SET PROBLEM A: Copy out every line of the records that contains the string "bird", matching case exactly.

EXTRACTED TEXT:
++++++++++

In keeping with our current format for the DMR chunk, all parts of this chunk are encoded as UTF-8 characters So the general DMR chunk format would be as follows

------------------------------------------
| 0xHHHHHHHH CRLF                         |
------------------------------------------
| 0xHHHHHHHHHHHHHHHHHHHHHHHHHHHHHHHH CRLF |
------------------------------------------
| DMR in XML format CRLF                  |
------------------------------------------

Each 'H' stands for a hex digit. As in the general case, the length includes the checksum and the chunk content (i.e. the DMR).

Discussion

Computing the checksum at the chunk level simplifies processing because no knowledge of the DMR is required. The computation can be carried out completely in the chunk reading and writing code.

Additionally, computing the checksum at the chunk level can potentially detect errors more quickly than at the variable level. To see this, suppose that a variable crosses, say, three chunks, and there is an error in the first chunk. If variable level grain is used, three chunks will be read an processed before the checksum error is detected. If chunk grain is used, then the error will be detected as soon as the first chunk is read; the following two chunks need not be processed.

This proposal also introduces no new error processing complexity because a checksum error at the chunk level will generate an IOException error to the layers above. These layers must already be prepared to receive IOException errors such as when, for example, the client-server link is unexpectedly closed.

Dennis

++++++++++

EXERCISE MATERIAL:
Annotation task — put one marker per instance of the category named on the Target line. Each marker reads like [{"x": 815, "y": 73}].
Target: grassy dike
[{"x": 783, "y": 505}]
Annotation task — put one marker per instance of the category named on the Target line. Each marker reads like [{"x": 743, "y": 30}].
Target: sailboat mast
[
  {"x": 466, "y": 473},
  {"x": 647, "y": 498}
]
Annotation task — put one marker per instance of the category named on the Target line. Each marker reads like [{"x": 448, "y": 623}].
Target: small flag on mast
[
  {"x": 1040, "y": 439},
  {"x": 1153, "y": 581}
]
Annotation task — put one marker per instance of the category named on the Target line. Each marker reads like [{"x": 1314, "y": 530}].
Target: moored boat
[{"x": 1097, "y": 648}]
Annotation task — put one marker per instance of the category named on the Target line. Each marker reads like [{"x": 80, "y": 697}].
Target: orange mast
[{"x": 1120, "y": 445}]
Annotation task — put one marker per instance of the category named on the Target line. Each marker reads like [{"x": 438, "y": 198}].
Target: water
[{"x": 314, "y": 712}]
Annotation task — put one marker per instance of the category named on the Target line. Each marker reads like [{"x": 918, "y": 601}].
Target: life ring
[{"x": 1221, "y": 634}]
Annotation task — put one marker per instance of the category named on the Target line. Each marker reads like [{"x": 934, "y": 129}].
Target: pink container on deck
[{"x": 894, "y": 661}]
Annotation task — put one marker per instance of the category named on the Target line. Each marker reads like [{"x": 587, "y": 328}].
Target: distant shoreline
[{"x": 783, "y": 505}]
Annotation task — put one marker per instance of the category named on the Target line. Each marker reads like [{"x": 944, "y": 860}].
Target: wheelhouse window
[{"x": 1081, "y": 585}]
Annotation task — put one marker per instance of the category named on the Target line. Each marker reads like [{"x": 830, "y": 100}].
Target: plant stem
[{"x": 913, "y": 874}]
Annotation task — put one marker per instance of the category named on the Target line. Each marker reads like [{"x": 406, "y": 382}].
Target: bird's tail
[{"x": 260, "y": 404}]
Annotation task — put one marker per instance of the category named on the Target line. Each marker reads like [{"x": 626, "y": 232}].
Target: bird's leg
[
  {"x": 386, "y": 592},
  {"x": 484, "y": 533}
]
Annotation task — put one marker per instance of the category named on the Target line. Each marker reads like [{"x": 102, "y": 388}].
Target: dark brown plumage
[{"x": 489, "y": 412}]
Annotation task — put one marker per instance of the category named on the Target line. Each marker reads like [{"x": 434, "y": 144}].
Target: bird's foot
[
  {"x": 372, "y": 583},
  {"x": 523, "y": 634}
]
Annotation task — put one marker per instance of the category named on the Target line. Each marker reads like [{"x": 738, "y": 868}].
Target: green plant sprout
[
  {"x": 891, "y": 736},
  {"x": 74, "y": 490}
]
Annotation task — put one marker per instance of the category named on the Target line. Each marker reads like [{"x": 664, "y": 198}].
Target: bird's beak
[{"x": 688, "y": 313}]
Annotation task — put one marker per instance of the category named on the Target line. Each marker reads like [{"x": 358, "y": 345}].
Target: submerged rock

++++++++++

SET PROBLEM B: From the text on DMR chunk checksums, extract the passage that opens with the words containing "This proposal also" and closes with "is unexpectedly closed.", keeping every word and mark unchanged.

EXERCISE RESULT A:
Target: bird's tail
Target: bird's leg
Target: bird's foot
Target: bird's beak

EXERCISE RESULT B:
This proposal also introduces no new error processing complexity because a checksum error at the chunk level will generate an IOException error to the layers above. These layers must already be prepared to receive IOException errors such as when, for example, the client-server link is unexpectedly closed.